(Image-grounded pointing data)
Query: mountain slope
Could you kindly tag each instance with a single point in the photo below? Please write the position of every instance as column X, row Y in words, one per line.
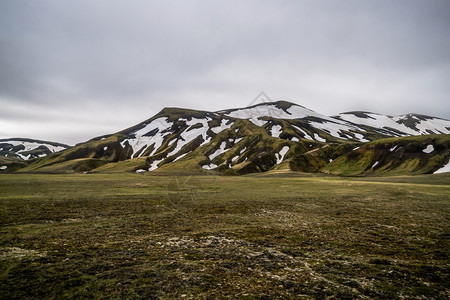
column 28, row 148
column 407, row 155
column 237, row 141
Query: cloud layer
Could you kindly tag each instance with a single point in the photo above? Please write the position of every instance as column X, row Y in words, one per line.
column 73, row 70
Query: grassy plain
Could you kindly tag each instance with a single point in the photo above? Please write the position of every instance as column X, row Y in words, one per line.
column 271, row 236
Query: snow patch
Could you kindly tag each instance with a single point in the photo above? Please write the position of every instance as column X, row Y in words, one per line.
column 318, row 138
column 181, row 156
column 276, row 131
column 304, row 133
column 444, row 169
column 428, row 149
column 154, row 165
column 140, row 141
column 222, row 126
column 257, row 121
column 209, row 167
column 280, row 155
column 219, row 151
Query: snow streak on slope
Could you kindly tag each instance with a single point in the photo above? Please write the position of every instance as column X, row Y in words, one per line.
column 280, row 155
column 41, row 148
column 444, row 169
column 151, row 134
column 395, row 126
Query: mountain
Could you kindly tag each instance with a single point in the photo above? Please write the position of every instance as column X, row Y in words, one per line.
column 258, row 138
column 14, row 152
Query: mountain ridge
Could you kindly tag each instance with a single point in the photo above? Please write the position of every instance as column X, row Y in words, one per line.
column 238, row 141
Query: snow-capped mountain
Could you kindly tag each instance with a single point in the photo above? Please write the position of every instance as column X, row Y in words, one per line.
column 237, row 141
column 28, row 148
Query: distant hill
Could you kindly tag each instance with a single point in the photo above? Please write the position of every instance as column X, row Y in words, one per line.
column 267, row 136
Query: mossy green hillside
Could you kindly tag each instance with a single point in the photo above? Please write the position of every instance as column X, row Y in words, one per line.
column 406, row 155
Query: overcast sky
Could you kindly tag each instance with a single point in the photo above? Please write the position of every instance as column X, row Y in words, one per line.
column 73, row 70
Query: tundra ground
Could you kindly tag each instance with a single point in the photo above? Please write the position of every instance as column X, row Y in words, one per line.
column 203, row 237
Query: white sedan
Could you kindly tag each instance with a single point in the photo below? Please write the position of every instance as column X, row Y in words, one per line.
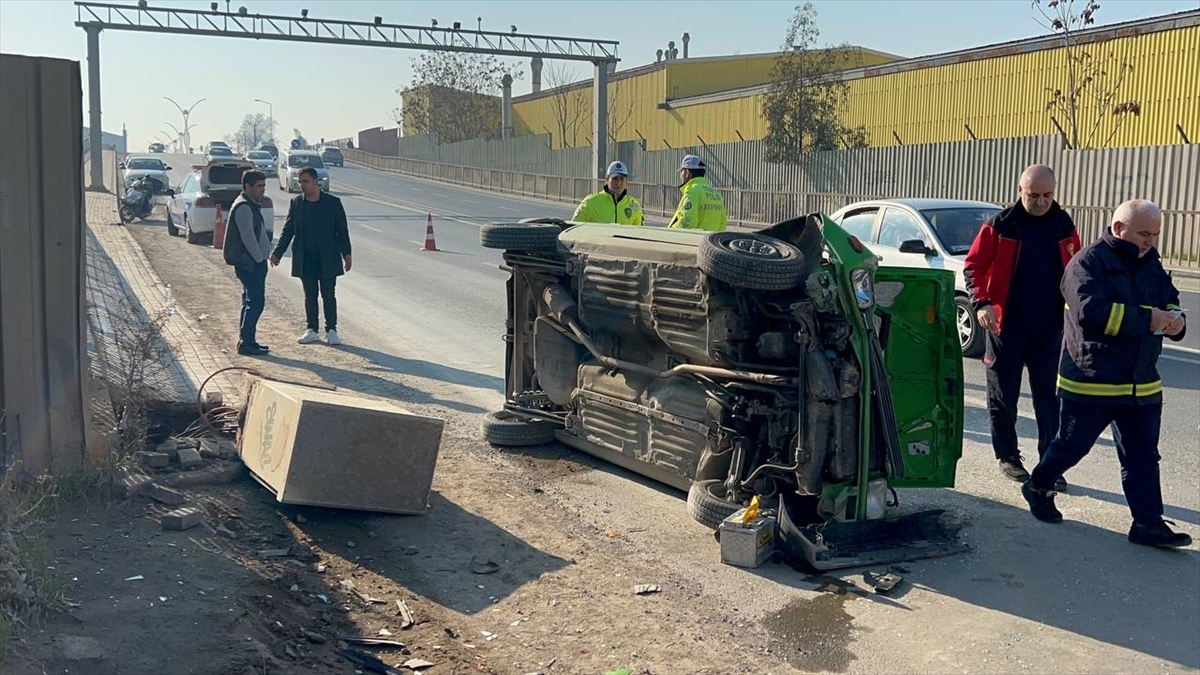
column 193, row 208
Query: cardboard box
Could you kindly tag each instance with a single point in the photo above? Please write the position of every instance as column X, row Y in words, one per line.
column 336, row 449
column 747, row 544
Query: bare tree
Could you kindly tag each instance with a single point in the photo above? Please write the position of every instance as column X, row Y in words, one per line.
column 807, row 93
column 1092, row 93
column 569, row 103
column 455, row 95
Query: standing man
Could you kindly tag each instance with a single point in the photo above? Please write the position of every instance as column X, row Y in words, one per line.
column 1121, row 303
column 1013, row 272
column 701, row 207
column 246, row 248
column 317, row 223
column 613, row 203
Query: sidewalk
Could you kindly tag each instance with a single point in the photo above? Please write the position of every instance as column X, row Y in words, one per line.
column 119, row 276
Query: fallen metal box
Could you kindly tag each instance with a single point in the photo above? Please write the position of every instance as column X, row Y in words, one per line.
column 747, row 544
column 328, row 448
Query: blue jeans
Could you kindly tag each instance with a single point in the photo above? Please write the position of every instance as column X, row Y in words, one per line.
column 253, row 299
column 1135, row 429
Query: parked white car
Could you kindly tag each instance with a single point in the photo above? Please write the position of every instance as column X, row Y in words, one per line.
column 193, row 208
column 924, row 233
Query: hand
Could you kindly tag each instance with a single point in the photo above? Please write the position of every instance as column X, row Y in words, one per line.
column 987, row 318
column 1159, row 320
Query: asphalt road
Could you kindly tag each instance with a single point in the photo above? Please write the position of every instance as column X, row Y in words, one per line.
column 1030, row 597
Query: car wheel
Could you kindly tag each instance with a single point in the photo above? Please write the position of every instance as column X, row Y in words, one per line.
column 520, row 237
column 971, row 336
column 508, row 430
column 751, row 261
column 707, row 505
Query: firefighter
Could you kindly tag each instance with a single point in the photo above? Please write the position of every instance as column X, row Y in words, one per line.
column 1120, row 304
column 613, row 203
column 701, row 207
column 1013, row 270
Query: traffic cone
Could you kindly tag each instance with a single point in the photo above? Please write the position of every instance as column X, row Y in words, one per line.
column 430, row 244
column 219, row 231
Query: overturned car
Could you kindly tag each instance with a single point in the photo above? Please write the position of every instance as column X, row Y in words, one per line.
column 778, row 363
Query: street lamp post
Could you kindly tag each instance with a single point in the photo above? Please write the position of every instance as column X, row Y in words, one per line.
column 186, row 138
column 270, row 112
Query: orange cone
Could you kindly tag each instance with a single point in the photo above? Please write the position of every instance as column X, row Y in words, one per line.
column 430, row 244
column 219, row 231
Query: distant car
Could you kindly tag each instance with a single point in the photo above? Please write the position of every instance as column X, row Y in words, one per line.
column 924, row 233
column 219, row 153
column 193, row 208
column 264, row 161
column 292, row 161
column 333, row 156
column 135, row 167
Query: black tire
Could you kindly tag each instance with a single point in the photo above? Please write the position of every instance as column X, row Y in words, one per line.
column 508, row 430
column 751, row 261
column 707, row 508
column 520, row 237
column 966, row 324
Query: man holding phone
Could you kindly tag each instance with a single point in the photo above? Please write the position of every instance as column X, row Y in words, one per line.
column 1121, row 303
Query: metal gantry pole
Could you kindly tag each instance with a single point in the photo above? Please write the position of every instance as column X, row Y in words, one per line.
column 96, row 133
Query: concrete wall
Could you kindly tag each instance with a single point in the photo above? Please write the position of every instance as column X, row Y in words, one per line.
column 42, row 340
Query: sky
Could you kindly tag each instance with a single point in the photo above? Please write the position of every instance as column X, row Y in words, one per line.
column 333, row 91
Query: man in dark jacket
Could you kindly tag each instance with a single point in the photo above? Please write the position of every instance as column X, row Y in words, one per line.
column 246, row 246
column 1121, row 302
column 317, row 223
column 1013, row 273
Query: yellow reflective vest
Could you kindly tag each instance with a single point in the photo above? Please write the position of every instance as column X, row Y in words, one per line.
column 700, row 208
column 605, row 207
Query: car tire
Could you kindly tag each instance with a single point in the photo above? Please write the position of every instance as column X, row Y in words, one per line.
column 520, row 237
column 751, row 261
column 966, row 324
column 706, row 507
column 509, row 430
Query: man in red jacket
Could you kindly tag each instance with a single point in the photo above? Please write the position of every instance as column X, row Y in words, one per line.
column 1013, row 272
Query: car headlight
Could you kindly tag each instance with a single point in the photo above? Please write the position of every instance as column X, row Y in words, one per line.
column 864, row 287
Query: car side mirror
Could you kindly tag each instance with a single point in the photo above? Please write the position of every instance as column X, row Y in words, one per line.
column 916, row 246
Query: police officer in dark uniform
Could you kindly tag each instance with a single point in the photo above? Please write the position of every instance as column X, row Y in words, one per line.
column 1120, row 303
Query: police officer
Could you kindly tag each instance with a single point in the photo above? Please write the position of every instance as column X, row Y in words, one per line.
column 613, row 203
column 1120, row 304
column 701, row 207
column 1013, row 270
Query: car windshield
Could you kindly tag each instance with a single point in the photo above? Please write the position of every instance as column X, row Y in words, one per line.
column 301, row 161
column 145, row 165
column 957, row 227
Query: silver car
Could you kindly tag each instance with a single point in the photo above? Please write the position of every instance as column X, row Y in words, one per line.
column 924, row 233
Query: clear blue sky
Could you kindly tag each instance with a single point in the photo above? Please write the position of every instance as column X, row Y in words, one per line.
column 334, row 91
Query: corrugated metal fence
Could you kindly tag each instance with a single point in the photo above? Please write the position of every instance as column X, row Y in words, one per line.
column 1092, row 183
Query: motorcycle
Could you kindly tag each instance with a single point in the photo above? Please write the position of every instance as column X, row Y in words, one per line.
column 138, row 201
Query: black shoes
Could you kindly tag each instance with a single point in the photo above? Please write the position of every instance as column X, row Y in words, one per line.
column 1013, row 469
column 1158, row 535
column 1042, row 503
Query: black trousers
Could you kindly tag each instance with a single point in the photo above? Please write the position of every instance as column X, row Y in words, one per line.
column 1007, row 357
column 327, row 288
column 1135, row 430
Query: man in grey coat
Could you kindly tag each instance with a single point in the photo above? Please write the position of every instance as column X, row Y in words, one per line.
column 247, row 248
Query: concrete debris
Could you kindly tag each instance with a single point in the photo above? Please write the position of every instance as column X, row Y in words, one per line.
column 181, row 518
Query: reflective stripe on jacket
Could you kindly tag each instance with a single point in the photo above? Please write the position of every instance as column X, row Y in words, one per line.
column 700, row 208
column 605, row 207
column 1108, row 350
column 993, row 257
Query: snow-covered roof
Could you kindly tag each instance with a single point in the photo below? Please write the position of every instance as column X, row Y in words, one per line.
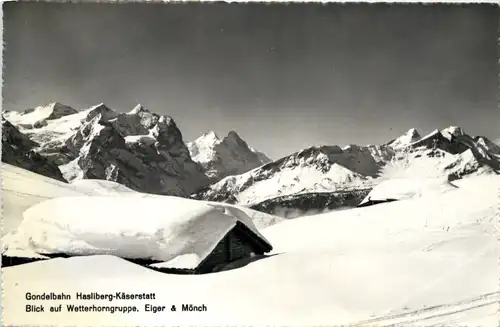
column 406, row 188
column 159, row 228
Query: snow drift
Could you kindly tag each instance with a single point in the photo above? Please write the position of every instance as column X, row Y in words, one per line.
column 431, row 260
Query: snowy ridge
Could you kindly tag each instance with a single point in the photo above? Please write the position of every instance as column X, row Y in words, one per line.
column 449, row 153
column 229, row 156
column 138, row 149
column 39, row 116
column 418, row 255
column 22, row 189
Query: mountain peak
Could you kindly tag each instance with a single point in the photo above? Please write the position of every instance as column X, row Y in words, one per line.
column 233, row 134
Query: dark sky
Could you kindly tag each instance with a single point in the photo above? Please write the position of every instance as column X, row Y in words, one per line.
column 283, row 76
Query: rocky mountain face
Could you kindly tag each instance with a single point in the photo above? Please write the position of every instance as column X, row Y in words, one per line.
column 331, row 169
column 18, row 150
column 138, row 149
column 229, row 156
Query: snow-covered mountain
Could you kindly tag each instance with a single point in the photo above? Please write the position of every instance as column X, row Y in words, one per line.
column 139, row 149
column 18, row 150
column 450, row 153
column 229, row 156
column 430, row 260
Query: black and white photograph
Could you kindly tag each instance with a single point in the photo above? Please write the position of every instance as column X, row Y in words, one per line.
column 250, row 164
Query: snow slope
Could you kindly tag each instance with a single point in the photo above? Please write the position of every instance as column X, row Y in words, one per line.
column 229, row 156
column 139, row 149
column 22, row 189
column 158, row 228
column 431, row 260
column 403, row 189
column 447, row 153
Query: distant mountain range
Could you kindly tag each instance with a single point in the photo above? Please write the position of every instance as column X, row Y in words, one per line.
column 146, row 152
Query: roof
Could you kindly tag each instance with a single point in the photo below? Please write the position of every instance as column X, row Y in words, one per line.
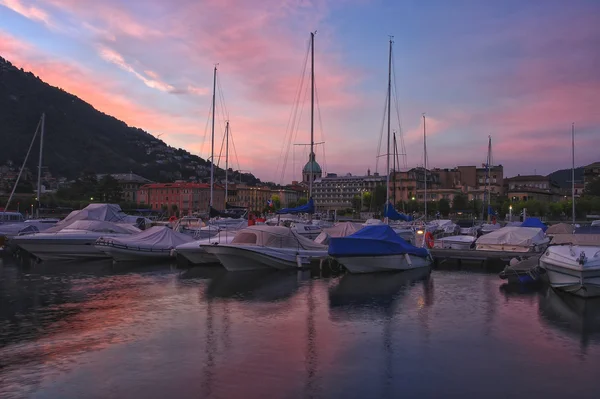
column 175, row 185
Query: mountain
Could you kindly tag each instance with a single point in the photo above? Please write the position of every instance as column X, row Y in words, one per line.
column 563, row 177
column 80, row 138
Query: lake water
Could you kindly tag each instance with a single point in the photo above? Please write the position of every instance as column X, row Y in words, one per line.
column 94, row 330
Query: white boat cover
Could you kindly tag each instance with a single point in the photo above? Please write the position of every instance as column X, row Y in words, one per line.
column 274, row 237
column 561, row 228
column 513, row 236
column 157, row 237
column 592, row 240
column 99, row 226
column 100, row 212
column 342, row 229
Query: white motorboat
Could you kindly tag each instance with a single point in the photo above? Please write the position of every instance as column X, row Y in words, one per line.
column 455, row 242
column 514, row 239
column 195, row 253
column 76, row 241
column 377, row 248
column 573, row 264
column 263, row 247
column 156, row 243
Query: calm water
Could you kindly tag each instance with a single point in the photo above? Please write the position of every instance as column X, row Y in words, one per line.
column 97, row 331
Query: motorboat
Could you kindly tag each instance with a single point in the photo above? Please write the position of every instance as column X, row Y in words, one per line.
column 468, row 227
column 75, row 241
column 263, row 247
column 573, row 264
column 513, row 239
column 377, row 248
column 455, row 242
column 341, row 229
column 156, row 243
column 194, row 253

Directions for this task:
In your answer, include only the lines above starting at the line that holds "Query: overturned car" and ending at the line that holds "Query: orange cone", copied exactly.

Written answer:
Query: overturned car
Could you kindly tag each instance with a single point in the photo above? Please write the position of every instance as column X, row Y in words, one per line.
column 778, row 363
Query: street lamp post
Could you kindly tag each instance with a single point in the photo above? Please write the position of every instance as column X, row Y in words, one per line.
column 186, row 138
column 270, row 112
Query: orange cone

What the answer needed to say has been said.